- **WAT WORDT VERWACHT**
Schrijf de regels van de regel met "--target canal water" tot en met de regel met "Give the mask of every instance of the canal" woordelijk over.

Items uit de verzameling
********

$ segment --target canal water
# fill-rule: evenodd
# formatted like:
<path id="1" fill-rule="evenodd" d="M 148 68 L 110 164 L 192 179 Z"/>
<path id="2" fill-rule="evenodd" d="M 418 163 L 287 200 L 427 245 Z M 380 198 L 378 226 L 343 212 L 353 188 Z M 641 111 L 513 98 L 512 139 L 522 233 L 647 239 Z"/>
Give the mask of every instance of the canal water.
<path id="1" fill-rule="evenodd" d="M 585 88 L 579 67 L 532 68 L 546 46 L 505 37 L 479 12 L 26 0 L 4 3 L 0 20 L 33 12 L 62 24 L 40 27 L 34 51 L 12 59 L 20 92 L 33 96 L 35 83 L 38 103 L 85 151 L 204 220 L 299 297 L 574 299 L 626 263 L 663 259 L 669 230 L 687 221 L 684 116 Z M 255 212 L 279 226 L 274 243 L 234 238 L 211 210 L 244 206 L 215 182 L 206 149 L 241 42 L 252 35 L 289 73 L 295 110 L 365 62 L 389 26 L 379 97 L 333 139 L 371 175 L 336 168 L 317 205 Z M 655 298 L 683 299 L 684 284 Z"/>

********

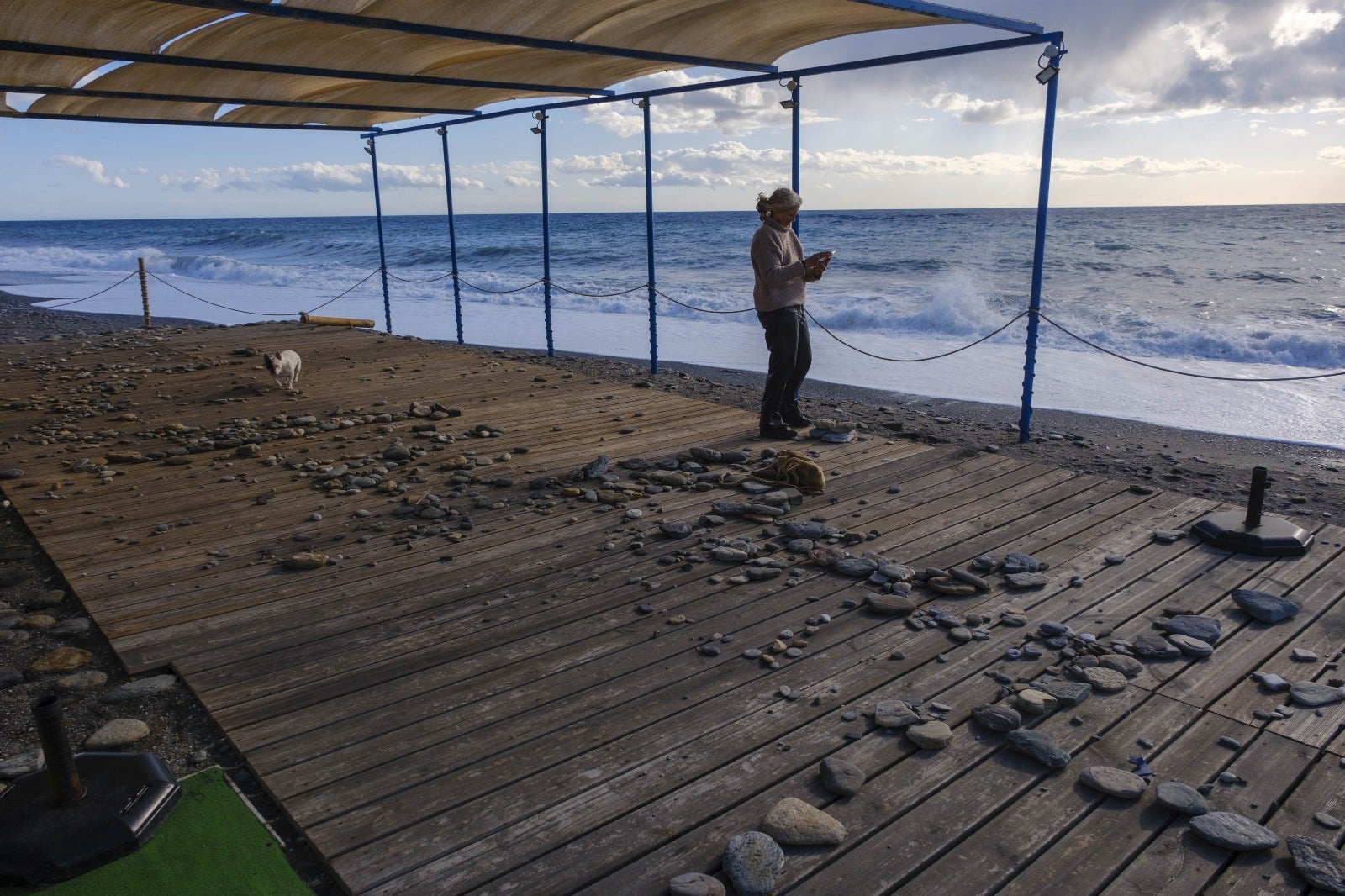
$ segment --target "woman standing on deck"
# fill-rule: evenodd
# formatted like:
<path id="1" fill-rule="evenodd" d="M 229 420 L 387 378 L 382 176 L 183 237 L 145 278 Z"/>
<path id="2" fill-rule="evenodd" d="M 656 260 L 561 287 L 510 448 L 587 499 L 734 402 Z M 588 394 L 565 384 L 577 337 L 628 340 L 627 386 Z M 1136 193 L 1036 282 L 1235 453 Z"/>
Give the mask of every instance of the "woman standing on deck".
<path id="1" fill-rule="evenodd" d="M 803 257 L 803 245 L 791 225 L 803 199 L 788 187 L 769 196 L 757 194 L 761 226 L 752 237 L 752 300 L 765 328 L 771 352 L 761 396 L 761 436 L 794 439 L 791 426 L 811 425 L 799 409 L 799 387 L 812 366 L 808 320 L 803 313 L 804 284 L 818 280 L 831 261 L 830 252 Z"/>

********

- **VOLLEDIG ANTWOORD**
$ segment --target canal water
# fill-rule: evenodd
# formatted like:
<path id="1" fill-rule="evenodd" d="M 148 68 L 110 164 L 192 179 Z"/>
<path id="2" fill-rule="evenodd" d="M 418 163 L 287 200 L 427 245 Z M 380 198 L 378 226 L 343 212 L 353 188 Z M 641 111 L 513 98 L 512 139 L 522 233 L 647 239 Z"/>
Give the mask of every instance of the canal water.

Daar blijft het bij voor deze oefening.